Dataset records –
::::

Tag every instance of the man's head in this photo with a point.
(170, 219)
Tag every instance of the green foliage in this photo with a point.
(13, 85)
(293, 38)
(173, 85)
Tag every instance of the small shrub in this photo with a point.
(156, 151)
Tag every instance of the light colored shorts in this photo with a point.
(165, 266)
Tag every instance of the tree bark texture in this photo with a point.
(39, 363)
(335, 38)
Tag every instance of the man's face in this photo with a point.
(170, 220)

::::

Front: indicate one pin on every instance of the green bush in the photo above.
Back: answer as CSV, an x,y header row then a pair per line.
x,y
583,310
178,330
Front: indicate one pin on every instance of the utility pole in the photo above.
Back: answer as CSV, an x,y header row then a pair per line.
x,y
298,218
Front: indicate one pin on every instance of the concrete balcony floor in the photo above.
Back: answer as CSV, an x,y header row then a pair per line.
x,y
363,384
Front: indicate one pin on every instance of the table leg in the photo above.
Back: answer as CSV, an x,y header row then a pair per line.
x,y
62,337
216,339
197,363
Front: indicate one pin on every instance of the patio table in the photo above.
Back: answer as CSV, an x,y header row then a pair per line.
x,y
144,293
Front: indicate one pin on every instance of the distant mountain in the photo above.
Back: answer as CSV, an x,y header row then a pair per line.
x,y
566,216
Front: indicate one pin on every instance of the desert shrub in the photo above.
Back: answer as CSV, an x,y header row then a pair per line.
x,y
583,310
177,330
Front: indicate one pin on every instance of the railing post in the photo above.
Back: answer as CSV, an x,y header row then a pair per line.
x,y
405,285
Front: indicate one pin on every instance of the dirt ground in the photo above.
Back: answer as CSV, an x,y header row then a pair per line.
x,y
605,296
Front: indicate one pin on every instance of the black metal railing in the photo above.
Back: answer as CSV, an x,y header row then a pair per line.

::::

Job – Please identify every line in the items above that contains the word "with", and copy each of those lines in full.

Answer to this task –
Tag every instance of the man's head in this photo with a point.
Tag every instance of the green foliage in this photo with a point.
Tag every instance of the small shrub in this photo with a point.
Tag every instance of the light colored shorts in this photo with a point.
Tag every instance of the tree bark texture in this photo with a point.
Tag every instance of the man's face in this photo with a point.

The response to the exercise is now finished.